:: Quoted passage
If pain radiates to the fingers or toes, radicular pain is considered, and an MRI may further delineate the affected anatomical areas. The most common changes associated with spinal pain that are seen with MRI are high-intensity zones (HIZs; annular tears or fissures), which show as white dots on the scan. The HIZs in the posterior disc are a result of inflammation that can lead to inflammatory fluid accumulating in the epidural space, which irritates the nerve where it exits the spine through the foramen, close to the disc. In our pain practice, we call this characteristic white dot the ‘Davies dot of pain’. We have spent the past few decades looking for these white dots and teaching pain registrars, GPs and physiotherapists to look for them, because radiology reports are variable in commenting on them. It is important to note that these white dots look nonthreatening, so giving them a nonthreatening name can help reduce a patient’s concern about anatomical changes. We show the scans to patients because the scans help us explain a person’s pain and thus help them gain a better understanding of their pain and their spine.

These HIZs are only seen on the T2-weighted, or extra short-TI inversion recovery (STIR) films, in which the higher magnetic spin makes fluid such as cerebrospinal fluid (CSF) appear white. Inflammatory fluid in the epidural space can not be identified on MRI scans because it looks the same as CSF on an MRI scan. The inflammatory chemicals irritate the nerves, causing neuralgia (chemical radiculitis). The pain from radiculitis has been described as shooting pain or electric shocks, and it can make the arms or legs feel like they are expanding or ‘exploding’. The skin is often sensitive and painful to touch (allodynia), which is a hallmark of nerve pain (neuralgia or neuropathic pain). 

Radiological reports vary in whether comments are made about these small HIZ changes, which appear benign. It is often useful to show the HIZs on scans to patients, because it can help them gain a better understanding of their pain and their spine. Telling patients that the white dots are not tears or fissures, but are signs of the body healing itself through the inflammatory process, can be helpful.
::::
Task description >>
Extend the passage on high-intensity zones in spinal MRI scans, picking up after its final sentence. The listing that follows was taken from a different source.
:: Given records
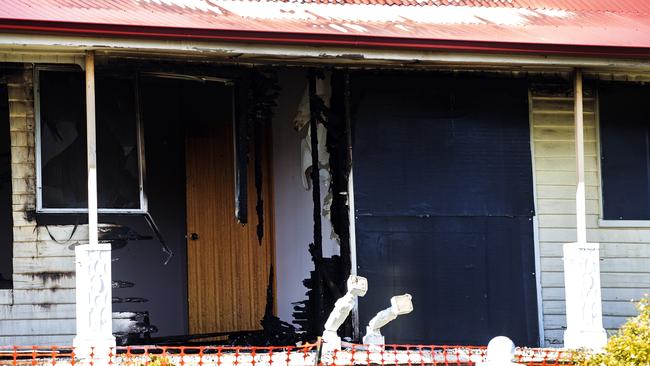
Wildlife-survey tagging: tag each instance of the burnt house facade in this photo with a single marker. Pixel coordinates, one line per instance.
(238, 184)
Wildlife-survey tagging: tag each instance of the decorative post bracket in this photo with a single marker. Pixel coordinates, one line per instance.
(94, 303)
(583, 299)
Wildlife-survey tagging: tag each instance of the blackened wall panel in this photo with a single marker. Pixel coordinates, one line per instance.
(443, 188)
(625, 150)
(443, 146)
(6, 219)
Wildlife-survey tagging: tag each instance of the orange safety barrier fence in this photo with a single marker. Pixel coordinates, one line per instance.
(351, 354)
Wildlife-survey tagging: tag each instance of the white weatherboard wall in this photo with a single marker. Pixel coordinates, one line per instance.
(40, 308)
(625, 253)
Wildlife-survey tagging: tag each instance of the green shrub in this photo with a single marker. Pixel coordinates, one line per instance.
(630, 346)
::::
Answer area >>
Therapeutic procedures 

The aim of therapeutic procedures is to provide pain relief for a few or many months. 

Neurotomy

Neurotomy, a common therapeutic procedure, requires a precisely placed needle or probe over the anatomical path of the sensory nerve from the established pain source. There has been some development of devices and modes, for example, the introduction of cooled thermal radiofrequency.

Pain messages are interrupted by targeting the nerve(s) that supply the pain source. The following percutaneous procedures do not physically cut the nerve; rather, they alter nerve conduction. Nerve conduction can be interrupted using different modalities, -needles and probes, as follows.

  • Pulsed radiofrequency neurotomy (PRFN) uses neuromodulation to reduce pain messages. This does not destroy the functionality of the nerve and does not inhibit multifidus muscle contractions. Pain flares are uncommon.
  • Cryotherapy neurotomy involves freezing the nerve and is commonly used if patients have a pacemaker. It reduces the functionality of the nerve for a variable period of time. It results in inhibition of multifidus muscle contractions for several weeks and pain flares are uncommon.
  • Continous (thermal) radiofrequency neurotomy (CRFN) causes a thermal burn in the tissues. It is also known as radiofrequency ablation, as it destroys the functionality of the nerve for a variable period of time. CRFN inhibits multifidus muscle contractions for -several months and can cause pain flares.
  • Probes with expanding tines or a split probe tip enhance radiofrequency and increase the area of modulation (in PRFN) or ablation (in CRFN) (Figure 1).
  • For facet joint pain (posterior element pain), pain proceduralists perform neurotomies targeting the medial branches of the dorsal rami nerves that supply the painful facet joints.14,24 Intra-articular PRFN can also be used for small joints.

Joint denervation

Pulsed radiofrequency modulation is useful when injections do not provide relief from peripheral joint pain. Examples of this are the suprascapular nerve of the shoulder, the geniculate and saphenous nerves of the knee and the obturator nerve of the hip. 

Epidurograms and epidural corticosteroid injections

It is a key point that clinical examination (rather than radiological reports) is the best indicator of the symptomatic nerve root, followed by re-checking of the T2 MRI images for central or foraminal white dots. An epidurogram is used to corroborate pain symptom levels.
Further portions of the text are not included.